→ **Aufgaben**
**1.** Beantworte anhand des Textes über den U-Ausschuss diese Fragen:
(a) Was haben die Grünen zum Untersuchungsgegenstand angekündigt?
(b) Wer soll laut Vorwurf das Finanzministerium mit positiver Berichterstattung über Sebastian Kurz bestochen haben?
(c) Wessen Smartphone interessiert die Abgeordneten besonders?
**2.** Stimmen diese Aussagen mit dem Text über den U-Ausschuss überein? Antworte jeweils mit Ja oder Nein und zitiere die entscheidende Stelle wörtlich.
(a) Die Meinungsforscherin Sabine B. ist offenbar geständig.
(b) Die Fachaufsicht ist bis heute unverändert geblieben.
(c) Christine Jilek engagiert sich nun beim Antikorruptionsvolksbegehren.
**3.** Schreibe den Text über den U-Ausschuss ab seinem letzten Satz weiter.

→ **Bereitgestellter Text**
▬▬▬▬▬▬▬▬▬▬

Sein Name wird im U-Ausschuss wohl öfter fallen: Altkanzler Sebastian Kurz, jetzt VP-Klubobmann.
Der Untersuchungsgegenstand für den neuen Ausschuss ist ausformuliert. Die Grünen haben auch bereits angekündigt, ihn zu akzeptieren – ein monatelanges Ringen unter Einbeziehung des Verfassungsgerichtshofs wie beim Ibiza-Ausschuss ist damit wohl vom Tisch. Die Themen im Überblick:
Inserate- und Umfragekorruption: Die "Österreich"-Affäre und ein Blick auf andere Medien
Es war die Causa prima der vergangenen Wochen: Die Brüder Fellner sollen das Finanzministerium mit positiver Berichterstattung über Sebastian Kurz bestochen haben, um im Gegenzug eine Inserate- und Medienkooperation zu erhalten. Das wurde, so der Vorwurf der Wirtschafts- und Korruptionsstaatsanwaltschaft, mit Umfragen kombiniert, die vom Finanzministerium bezahlt und in "Österreich"-Medien platziert wurden. Sebastian Kurz, der hier der Anstiftung beschuldigt wird, kosteten die Ermittlungen das Kanzleramt; seine engsten Vertrauten mussten ebenfalls gehen, die beschuldigte Meinungsforscherin Sabine B. ist offenbar geständig. Der U-Ausschuss wird die aktuellen Ermittlungsakten in diesem Fall prüfen, gleichzeitig aber über den aktuellen Fall hinausgehen wollen. Hauptfrage wird sein, welche Deals mit anderen Medien abgeschlossen worden sind.
Ermittlungen: Justizinterne Konflikte und Interventionen von außen
Im Ibiza-Untersuchungsausschuss nahmen die Probleme zwischen Oberstaatsanwaltschaft Wien und WKStA viel Raum ein. Die Korruptionsermittler fühlten sich in ihrer Arbeit gegängelt und blockiert; wie besonders die Aussage der früheren Staatsanwältin Christine Jilek zeigte, die nun beim Antikorruptionsvolksbegehren engagiert ist. Inzwischen wurde die Fachaufsicht verändert. Allerdings befürchtet die Opposition, dass in der Vergangenheit eine Reihe von Ermittlungen zugunsten ÖVP-naher Personen manipuliert wurden. Deshalb sollen Verfahren mit prominenten Beschuldigten neu geprüft werden. Besonderes Interesse haben die Abgeordneten am Smartphone des Sektionschefs Christian Pilnacek.

▬▬▬▬▬▬▬▬▬▬

→ **Bereitgestellte Daten**
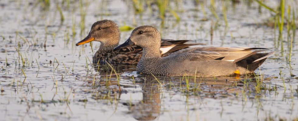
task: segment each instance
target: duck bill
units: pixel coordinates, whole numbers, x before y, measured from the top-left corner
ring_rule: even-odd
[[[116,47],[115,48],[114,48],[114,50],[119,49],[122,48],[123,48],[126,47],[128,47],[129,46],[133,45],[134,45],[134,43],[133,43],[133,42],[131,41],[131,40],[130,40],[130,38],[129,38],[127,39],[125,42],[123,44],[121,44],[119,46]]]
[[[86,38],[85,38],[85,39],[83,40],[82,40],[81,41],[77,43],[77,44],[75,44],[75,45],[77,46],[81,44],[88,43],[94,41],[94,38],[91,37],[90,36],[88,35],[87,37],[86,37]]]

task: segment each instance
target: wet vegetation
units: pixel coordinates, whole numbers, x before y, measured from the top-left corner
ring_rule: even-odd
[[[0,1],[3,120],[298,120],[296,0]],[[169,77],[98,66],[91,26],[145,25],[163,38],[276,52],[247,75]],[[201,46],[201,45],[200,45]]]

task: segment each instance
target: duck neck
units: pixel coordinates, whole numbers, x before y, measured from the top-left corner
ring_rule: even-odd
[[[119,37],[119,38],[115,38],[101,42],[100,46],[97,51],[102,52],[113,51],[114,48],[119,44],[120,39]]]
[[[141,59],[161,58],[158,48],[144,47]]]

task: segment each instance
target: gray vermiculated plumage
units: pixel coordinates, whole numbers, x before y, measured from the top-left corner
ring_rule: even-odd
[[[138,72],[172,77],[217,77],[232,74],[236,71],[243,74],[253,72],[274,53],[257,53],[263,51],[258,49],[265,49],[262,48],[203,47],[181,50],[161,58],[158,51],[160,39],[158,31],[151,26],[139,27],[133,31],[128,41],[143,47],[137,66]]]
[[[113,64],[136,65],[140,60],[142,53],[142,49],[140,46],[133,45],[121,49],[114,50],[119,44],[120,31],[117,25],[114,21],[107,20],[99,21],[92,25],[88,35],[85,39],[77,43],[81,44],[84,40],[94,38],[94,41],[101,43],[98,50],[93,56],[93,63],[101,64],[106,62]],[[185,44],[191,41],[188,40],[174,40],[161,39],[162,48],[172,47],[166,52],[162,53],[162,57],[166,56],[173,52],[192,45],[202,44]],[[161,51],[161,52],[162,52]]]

▬▬▬▬▬▬▬▬▬▬

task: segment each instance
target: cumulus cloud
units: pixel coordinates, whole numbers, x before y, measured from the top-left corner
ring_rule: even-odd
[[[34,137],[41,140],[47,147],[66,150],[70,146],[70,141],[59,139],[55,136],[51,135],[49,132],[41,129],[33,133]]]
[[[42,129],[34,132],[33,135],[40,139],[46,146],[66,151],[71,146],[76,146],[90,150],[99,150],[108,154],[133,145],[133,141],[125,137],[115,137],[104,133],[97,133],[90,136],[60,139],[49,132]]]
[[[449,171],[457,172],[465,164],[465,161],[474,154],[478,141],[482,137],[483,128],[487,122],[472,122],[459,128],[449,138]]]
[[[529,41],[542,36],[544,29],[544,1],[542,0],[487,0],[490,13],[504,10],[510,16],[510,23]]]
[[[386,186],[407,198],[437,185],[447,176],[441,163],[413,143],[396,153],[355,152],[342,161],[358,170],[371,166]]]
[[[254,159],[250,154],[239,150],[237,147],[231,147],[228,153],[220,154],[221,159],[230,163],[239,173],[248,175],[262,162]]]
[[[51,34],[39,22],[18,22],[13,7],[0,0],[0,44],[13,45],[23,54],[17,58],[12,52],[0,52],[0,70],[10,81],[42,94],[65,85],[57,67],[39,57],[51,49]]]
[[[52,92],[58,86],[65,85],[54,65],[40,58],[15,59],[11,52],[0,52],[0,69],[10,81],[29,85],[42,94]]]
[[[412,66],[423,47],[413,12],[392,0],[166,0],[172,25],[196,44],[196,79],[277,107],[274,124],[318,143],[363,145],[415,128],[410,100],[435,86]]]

▬▬▬▬▬▬▬▬▬▬

→ **Antworten**
**1.**
(a) Sie wollen ihn akzeptieren.
(b) Die Brüder Fellner.
(c) Das Smartphone des Sektionschefs Christian Pilnacek.

**2.**
(a) Ja: „die beschuldigte Meinungsforscherin Sabine B. ist offenbar geständig“
(b) Nein: „Inzwischen wurde die Fachaufsicht verändert.“
(c) Ja: „die nun beim Antikorruptionsvolksbegehren engagiert ist“

**3.**
Personalauswahl: Wie wurden Ministerien umgefärbt und ehemalige Politiker "versorgt"?
In Chatnachrichten, die von der WKStA ausgewertet wurden, sind immer wieder Interventionsversuche ablesbar: Da kommunizierten der heutige Finanzminister Gernot Blümel und der frühere Generalsekretär im Finanzministerium, Thomas Schmid, etwa über einen Job für den Wiener ÖVP-Politiker Manfred Jurazcka; es beschäftigten sich mehrere hochrangige Parteimitglieder mit einer Stelle für eine einstige Abgeordnete. Auch von außen gab es solche Wünsche; der damalige Novomatic-Chef Harald Neumann wollte via Blümel seine aktuelle Freundin "in einem Kabinett" unterbringen lassen. Der U-Ausschuss will sich deshalb genau ansehen, welche Positionen warum mit wem besetzt wurden.
Quid pro quo: Welche Vorteile erhielten ÖVP-Spender und Kurz-Berater durch die Regierung?
Das erste Korruptionsurteil nach dem Ibiza-Video wurde bereits gefällt: Nicht rechtskräftig wurde der einstige FPÖ-Chef Heinz-Christian Strache der Bestechung schuldig gesprochen. Dabei ging es um Aktivitäten zugunsten eines Spenders. Der U-Ausschuss will prüfen, ob solche Vorgänge auch bei der ÖVP zu beweisen sind. Dabei geht es nicht nur um Glücksspielgesetze, sondern auch um das Agieren von staatlichen Unternehmen wie der Bundesimmobiliengesellschaft (BIG) und ihrer Firmentochter ARE. Großes Interesse haben die Abgeordneten an Deals mit René Benko, es soll "insbesondere die Hintergründe des 99-jährigen Mietvertrags mit der BIG für das Gebäude der Postsparkasse" beleuchtet werden.
Steuergeld für Parteizwecke: Missbrauchten türkise Minister ihre Behörden für die Partei?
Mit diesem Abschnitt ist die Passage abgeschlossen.